_TRY IT_: Identify all lines in the listing that include the word "distant", and copy them out.

_INFORMATION PROVIDED_:

--- --- ---

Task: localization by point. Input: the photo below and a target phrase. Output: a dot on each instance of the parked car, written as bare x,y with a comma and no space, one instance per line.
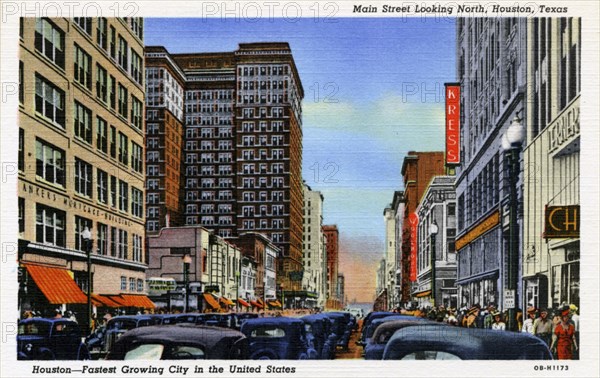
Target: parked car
457,343
278,338
319,330
103,338
180,342
50,339
381,335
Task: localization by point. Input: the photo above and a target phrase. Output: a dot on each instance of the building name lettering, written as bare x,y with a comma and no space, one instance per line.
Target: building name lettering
565,128
483,227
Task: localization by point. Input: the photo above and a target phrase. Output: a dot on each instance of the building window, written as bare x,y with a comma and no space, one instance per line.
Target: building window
82,67
123,196
122,244
102,186
21,162
101,135
122,105
84,23
137,209
122,54
50,226
123,148
137,248
49,101
102,32
50,40
113,142
136,157
113,191
136,66
50,164
80,225
136,112
101,83
83,122
21,215
102,239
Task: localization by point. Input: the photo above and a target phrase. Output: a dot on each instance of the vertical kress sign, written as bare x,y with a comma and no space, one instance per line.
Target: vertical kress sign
452,123
413,220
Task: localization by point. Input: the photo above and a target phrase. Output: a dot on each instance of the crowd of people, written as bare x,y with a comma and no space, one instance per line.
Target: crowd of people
558,328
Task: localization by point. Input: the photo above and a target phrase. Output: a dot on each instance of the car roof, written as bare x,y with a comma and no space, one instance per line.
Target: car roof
466,343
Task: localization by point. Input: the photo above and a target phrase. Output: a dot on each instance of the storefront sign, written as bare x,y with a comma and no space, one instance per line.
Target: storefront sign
413,220
483,227
565,127
452,123
561,222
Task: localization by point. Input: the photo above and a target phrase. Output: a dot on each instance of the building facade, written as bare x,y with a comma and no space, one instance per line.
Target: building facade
491,70
314,280
418,169
551,245
242,145
332,236
436,262
81,149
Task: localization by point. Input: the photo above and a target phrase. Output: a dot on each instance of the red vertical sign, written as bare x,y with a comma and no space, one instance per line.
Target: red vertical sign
413,219
452,123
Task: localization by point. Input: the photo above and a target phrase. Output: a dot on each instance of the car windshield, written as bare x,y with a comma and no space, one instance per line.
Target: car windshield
267,332
34,329
145,352
430,355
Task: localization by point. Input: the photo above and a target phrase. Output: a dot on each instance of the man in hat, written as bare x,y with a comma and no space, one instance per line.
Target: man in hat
542,327
528,323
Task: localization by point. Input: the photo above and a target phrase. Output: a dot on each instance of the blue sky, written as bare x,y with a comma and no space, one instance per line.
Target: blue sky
373,91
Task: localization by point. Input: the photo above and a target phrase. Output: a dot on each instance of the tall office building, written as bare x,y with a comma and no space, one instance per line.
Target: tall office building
80,161
491,69
242,145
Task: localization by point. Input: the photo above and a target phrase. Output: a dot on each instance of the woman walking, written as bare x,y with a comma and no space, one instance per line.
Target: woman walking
564,341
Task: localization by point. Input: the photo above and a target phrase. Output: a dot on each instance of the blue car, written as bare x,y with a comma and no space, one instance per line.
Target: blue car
384,332
278,338
50,339
458,343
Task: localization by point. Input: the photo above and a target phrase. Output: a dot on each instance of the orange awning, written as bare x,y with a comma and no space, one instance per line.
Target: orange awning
136,300
226,301
103,301
210,299
56,284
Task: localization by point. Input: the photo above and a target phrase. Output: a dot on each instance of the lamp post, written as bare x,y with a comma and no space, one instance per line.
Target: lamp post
86,235
187,260
433,230
511,143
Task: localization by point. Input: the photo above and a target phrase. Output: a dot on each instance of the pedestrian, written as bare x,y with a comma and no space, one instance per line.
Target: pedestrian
528,324
498,324
542,327
563,342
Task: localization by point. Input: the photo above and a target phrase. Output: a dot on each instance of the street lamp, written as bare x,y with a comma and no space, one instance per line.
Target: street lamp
86,235
187,260
433,230
511,143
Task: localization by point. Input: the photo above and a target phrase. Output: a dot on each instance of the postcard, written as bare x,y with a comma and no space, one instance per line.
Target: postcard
294,188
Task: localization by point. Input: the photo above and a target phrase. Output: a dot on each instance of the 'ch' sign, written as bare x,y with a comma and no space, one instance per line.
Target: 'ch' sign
561,221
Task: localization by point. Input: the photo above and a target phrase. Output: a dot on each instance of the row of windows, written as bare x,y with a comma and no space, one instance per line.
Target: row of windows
51,229
50,166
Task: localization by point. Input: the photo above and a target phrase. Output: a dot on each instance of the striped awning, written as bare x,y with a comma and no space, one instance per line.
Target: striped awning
210,299
56,284
226,301
243,302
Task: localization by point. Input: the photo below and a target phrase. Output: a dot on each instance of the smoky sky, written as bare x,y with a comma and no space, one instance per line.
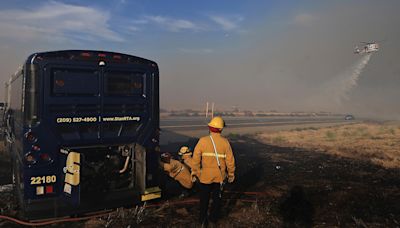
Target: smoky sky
286,66
281,61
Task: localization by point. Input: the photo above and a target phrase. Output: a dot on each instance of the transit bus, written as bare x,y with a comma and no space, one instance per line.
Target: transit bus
82,129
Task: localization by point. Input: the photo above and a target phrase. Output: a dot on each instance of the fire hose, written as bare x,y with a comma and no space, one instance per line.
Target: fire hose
83,218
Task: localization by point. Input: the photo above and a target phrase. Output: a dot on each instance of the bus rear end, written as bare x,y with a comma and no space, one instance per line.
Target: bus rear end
90,132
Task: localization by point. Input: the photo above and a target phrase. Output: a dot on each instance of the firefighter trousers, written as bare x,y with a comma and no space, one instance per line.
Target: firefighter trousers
207,190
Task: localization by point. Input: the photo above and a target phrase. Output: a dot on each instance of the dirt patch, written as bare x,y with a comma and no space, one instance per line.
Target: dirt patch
281,186
374,142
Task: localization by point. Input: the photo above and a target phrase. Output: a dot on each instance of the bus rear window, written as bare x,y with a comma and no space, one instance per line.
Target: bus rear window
119,83
80,82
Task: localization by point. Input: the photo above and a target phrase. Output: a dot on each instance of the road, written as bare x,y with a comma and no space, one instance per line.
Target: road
179,129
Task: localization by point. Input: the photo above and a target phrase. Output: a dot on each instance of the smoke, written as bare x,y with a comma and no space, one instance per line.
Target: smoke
341,85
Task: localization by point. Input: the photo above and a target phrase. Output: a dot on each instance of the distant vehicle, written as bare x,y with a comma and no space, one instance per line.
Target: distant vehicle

--- --- ---

_EXERCISE OUTPUT_:
Task: localization by point. Input: the photo above and a target phrase. Output: a dot on each instance of the distant vehicle, written as bare x,y with a comma and no space, one instance per line.
Target: distant vehicle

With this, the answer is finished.